EXERCISE GOAL :: This exercise calls for an exact copy of the data below.

:: RECORDS PROVIDED ::

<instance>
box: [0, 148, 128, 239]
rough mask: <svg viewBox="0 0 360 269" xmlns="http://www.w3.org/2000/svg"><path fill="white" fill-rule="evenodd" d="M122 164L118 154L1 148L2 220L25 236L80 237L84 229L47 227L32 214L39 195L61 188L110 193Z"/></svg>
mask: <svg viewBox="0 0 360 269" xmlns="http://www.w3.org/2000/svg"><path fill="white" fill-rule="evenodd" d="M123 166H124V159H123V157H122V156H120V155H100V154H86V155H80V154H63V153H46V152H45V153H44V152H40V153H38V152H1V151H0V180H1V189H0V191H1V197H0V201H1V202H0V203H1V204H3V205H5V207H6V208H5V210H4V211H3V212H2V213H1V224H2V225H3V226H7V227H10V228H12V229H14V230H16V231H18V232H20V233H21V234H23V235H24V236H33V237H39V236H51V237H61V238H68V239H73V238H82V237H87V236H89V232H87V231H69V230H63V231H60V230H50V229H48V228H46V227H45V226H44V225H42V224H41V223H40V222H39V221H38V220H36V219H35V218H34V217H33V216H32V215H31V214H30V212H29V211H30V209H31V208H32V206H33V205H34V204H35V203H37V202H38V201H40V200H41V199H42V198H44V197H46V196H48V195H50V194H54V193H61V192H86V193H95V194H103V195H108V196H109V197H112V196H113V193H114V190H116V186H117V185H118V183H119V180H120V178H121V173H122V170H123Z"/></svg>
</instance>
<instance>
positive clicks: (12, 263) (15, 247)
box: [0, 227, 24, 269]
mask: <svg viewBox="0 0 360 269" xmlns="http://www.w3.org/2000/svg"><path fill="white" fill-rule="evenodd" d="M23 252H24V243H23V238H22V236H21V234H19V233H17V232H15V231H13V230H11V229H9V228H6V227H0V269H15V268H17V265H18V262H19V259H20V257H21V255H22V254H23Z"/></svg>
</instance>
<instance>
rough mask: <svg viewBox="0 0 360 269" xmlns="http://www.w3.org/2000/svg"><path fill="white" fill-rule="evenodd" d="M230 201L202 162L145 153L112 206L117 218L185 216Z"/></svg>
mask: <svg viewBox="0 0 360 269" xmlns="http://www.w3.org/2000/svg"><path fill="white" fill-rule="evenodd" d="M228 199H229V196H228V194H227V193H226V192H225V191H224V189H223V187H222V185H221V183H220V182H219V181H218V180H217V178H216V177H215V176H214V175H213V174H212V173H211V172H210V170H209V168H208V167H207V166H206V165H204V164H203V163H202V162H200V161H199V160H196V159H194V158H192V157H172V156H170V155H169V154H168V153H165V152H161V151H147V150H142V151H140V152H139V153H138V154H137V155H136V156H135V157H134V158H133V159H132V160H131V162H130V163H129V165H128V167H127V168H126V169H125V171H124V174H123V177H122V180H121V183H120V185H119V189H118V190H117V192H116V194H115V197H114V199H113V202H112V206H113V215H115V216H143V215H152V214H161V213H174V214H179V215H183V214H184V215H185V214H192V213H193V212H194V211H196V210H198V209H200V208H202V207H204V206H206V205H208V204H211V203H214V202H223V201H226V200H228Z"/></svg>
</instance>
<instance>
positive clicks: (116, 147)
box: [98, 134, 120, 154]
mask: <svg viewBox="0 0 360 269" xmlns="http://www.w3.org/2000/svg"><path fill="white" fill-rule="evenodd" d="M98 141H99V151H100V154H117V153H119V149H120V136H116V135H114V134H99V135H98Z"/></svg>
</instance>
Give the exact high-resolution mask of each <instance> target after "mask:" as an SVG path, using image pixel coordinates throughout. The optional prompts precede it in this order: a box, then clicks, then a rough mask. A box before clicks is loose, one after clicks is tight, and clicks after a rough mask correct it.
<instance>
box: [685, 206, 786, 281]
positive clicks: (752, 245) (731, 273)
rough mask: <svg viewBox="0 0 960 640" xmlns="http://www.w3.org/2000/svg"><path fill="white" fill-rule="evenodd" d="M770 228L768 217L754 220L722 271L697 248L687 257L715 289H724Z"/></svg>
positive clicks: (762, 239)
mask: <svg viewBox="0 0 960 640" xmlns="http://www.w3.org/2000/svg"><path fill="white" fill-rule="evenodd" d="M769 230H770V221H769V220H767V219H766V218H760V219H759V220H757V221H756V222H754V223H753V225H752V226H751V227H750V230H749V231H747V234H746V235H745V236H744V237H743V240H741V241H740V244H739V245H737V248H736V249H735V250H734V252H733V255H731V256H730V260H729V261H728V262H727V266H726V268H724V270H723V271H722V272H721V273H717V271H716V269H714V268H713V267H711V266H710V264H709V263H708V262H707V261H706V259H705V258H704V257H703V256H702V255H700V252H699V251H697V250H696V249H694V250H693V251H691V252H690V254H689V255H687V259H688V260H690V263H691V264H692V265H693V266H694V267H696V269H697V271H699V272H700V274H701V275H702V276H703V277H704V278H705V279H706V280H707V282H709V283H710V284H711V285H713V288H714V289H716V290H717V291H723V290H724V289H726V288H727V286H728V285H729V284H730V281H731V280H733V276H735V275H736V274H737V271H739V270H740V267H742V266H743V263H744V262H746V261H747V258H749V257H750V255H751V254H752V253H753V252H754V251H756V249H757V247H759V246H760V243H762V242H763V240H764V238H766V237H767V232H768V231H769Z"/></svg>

:::

WRITTEN SOLUTION ::
<instance>
box: [0, 148, 128, 239]
rough mask: <svg viewBox="0 0 360 269" xmlns="http://www.w3.org/2000/svg"><path fill="white" fill-rule="evenodd" d="M122 164L118 154L1 148L2 220L25 236L80 237L84 229L47 227L32 214L39 195L61 188L110 193Z"/></svg>
mask: <svg viewBox="0 0 360 269" xmlns="http://www.w3.org/2000/svg"><path fill="white" fill-rule="evenodd" d="M123 166H124V159H123V157H122V156H120V155H100V154H86V155H80V154H63V153H46V152H45V153H44V152H40V153H38V152H1V151H0V180H1V189H0V191H1V197H0V201H1V202H0V203H1V204H3V205H5V207H6V208H5V210H4V211H3V212H2V213H1V224H2V225H3V226H7V227H10V228H12V229H14V230H16V231H18V232H20V233H21V234H23V235H24V236H33V237H39V236H51V237H61V238H68V239H73V238H82V237H87V236H89V232H87V231H69V230H63V231H60V230H50V229H48V228H46V227H45V226H44V225H42V224H41V223H40V222H39V221H38V220H36V219H35V218H34V217H33V216H32V215H31V214H30V212H29V211H30V209H31V208H32V206H33V205H34V204H35V203H37V202H38V201H40V200H41V199H42V198H44V197H46V196H48V195H50V194H54V193H61V192H86V193H95V194H103V195H108V196H109V197H112V196H113V193H114V190H116V186H117V185H118V183H119V180H120V178H121V173H122V170H123Z"/></svg>
</instance>
<instance>
positive clicks: (12, 263) (15, 247)
box: [0, 227, 24, 269]
mask: <svg viewBox="0 0 360 269" xmlns="http://www.w3.org/2000/svg"><path fill="white" fill-rule="evenodd" d="M23 252H24V243H23V238H22V236H21V234H19V233H17V232H15V231H13V230H11V229H9V228H6V227H0V269H15V268H17V265H18V262H19V259H20V257H21V255H22V254H23Z"/></svg>
</instance>
<instance>
rough mask: <svg viewBox="0 0 360 269" xmlns="http://www.w3.org/2000/svg"><path fill="white" fill-rule="evenodd" d="M230 201L202 162L145 153L112 206L117 218L185 216Z"/></svg>
mask: <svg viewBox="0 0 360 269" xmlns="http://www.w3.org/2000/svg"><path fill="white" fill-rule="evenodd" d="M228 199H229V196H228V194H227V193H226V192H225V191H224V189H223V187H222V185H221V183H220V182H219V181H218V180H217V178H216V177H215V176H214V175H213V174H212V173H211V172H210V170H209V168H208V167H207V166H206V165H204V164H203V163H202V162H200V161H199V160H196V159H194V158H192V157H172V156H170V155H169V154H168V153H165V152H161V151H147V150H142V151H140V152H139V153H138V154H137V155H136V156H135V157H134V158H133V159H132V160H131V162H130V163H129V165H128V167H127V168H126V169H125V171H124V174H123V177H122V180H121V183H120V185H119V189H118V190H117V192H116V194H115V197H114V199H113V202H112V206H113V215H115V216H143V215H152V214H161V213H174V214H179V215H183V214H184V215H185V214H192V213H193V212H194V211H196V210H198V209H200V208H202V207H204V206H206V205H208V204H211V203H214V202H223V201H226V200H228Z"/></svg>
</instance>
<instance>
positive clicks: (116, 147)
box: [98, 134, 120, 154]
mask: <svg viewBox="0 0 360 269" xmlns="http://www.w3.org/2000/svg"><path fill="white" fill-rule="evenodd" d="M98 141H99V151H100V154H117V153H119V149H120V136H116V135H114V134H99V135H98Z"/></svg>
</instance>
Give the exact high-resolution mask of each <instance> target after "mask:" as an SVG path, using image pixel coordinates throughout. The optional prompts precede it in this order: a box, then clicks, then a rough mask. A box before clicks is loose, one after clicks is tight, and clicks after a rough mask correct it.
<instance>
box: [685, 206, 786, 281]
positive clicks: (752, 245) (731, 273)
rough mask: <svg viewBox="0 0 960 640" xmlns="http://www.w3.org/2000/svg"><path fill="white" fill-rule="evenodd" d="M770 228L768 217L754 220L722 271L697 248L687 257L715 289H724Z"/></svg>
positive clicks: (762, 239)
mask: <svg viewBox="0 0 960 640" xmlns="http://www.w3.org/2000/svg"><path fill="white" fill-rule="evenodd" d="M769 230H770V221H769V220H767V219H766V218H760V219H759V220H757V221H756V222H754V223H753V225H752V226H751V227H750V230H749V231H747V234H746V235H745V236H744V237H743V240H741V241H740V244H739V245H737V248H736V249H735V250H734V252H733V255H731V256H730V260H729V261H728V262H727V266H726V268H724V270H723V271H722V272H721V273H717V271H716V269H714V268H713V267H711V266H710V264H709V263H708V262H707V261H706V259H705V258H704V257H703V256H702V255H700V252H699V251H697V250H696V249H694V250H693V251H691V252H690V254H689V255H687V259H688V260H690V263H691V264H692V265H693V266H694V267H696V269H697V271H699V272H700V274H701V275H702V276H703V277H704V278H705V279H706V280H707V282H709V283H710V284H711V285H713V288H714V289H716V290H717V291H723V290H724V289H726V288H727V286H728V285H729V284H730V281H731V280H733V276H735V275H736V274H737V271H739V270H740V267H742V266H743V263H744V262H746V261H747V258H749V257H750V255H751V254H752V253H753V252H754V251H756V249H757V247H759V246H760V243H762V242H763V240H764V238H766V237H767V232H768V231H769Z"/></svg>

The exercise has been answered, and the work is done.